● **Task objective**:
Write out the rows below verbatim, everything from the first row down to the line containing "x=191, y=303", with that line included.

● **Dataset extract**:
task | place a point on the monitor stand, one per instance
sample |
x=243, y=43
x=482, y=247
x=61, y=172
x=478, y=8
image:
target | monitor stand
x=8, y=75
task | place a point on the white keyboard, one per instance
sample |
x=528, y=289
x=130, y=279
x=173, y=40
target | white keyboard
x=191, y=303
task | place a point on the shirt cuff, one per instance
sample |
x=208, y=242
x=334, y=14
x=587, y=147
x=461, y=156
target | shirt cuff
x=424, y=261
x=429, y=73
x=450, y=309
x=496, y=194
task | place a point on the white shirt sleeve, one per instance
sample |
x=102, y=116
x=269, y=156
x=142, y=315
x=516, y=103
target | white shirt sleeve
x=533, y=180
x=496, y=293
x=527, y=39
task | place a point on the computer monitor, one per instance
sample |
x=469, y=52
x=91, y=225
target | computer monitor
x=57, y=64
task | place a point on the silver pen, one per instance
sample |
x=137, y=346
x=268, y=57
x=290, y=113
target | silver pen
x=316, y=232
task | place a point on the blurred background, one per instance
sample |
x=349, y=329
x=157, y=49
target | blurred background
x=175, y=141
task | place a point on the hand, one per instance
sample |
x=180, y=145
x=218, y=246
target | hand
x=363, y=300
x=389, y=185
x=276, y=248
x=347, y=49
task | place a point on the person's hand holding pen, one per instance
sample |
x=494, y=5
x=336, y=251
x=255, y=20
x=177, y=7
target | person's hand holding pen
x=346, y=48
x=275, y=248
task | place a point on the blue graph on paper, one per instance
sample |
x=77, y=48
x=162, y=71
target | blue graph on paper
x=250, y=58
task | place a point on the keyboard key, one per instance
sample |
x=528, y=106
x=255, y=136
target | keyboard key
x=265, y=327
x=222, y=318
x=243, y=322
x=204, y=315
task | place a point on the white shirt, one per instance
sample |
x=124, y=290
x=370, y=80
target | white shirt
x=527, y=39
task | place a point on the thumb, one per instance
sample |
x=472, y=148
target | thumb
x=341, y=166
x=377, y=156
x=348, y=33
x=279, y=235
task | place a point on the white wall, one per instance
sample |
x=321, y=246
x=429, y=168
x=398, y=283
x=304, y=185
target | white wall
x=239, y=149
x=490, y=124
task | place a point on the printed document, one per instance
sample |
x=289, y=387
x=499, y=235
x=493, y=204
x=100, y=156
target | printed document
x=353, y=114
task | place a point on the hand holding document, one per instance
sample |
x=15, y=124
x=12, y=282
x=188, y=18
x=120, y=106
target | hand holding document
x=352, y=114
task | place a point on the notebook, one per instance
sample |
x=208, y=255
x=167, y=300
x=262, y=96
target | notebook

● **The output**:
task | place a point on the monitor stand, one per instance
sample |
x=243, y=43
x=482, y=247
x=61, y=172
x=478, y=8
image:
target | monitor stand
x=8, y=75
task | place a point on the white keyboard, one per instance
sample |
x=528, y=289
x=130, y=279
x=173, y=40
target | white keyboard
x=191, y=303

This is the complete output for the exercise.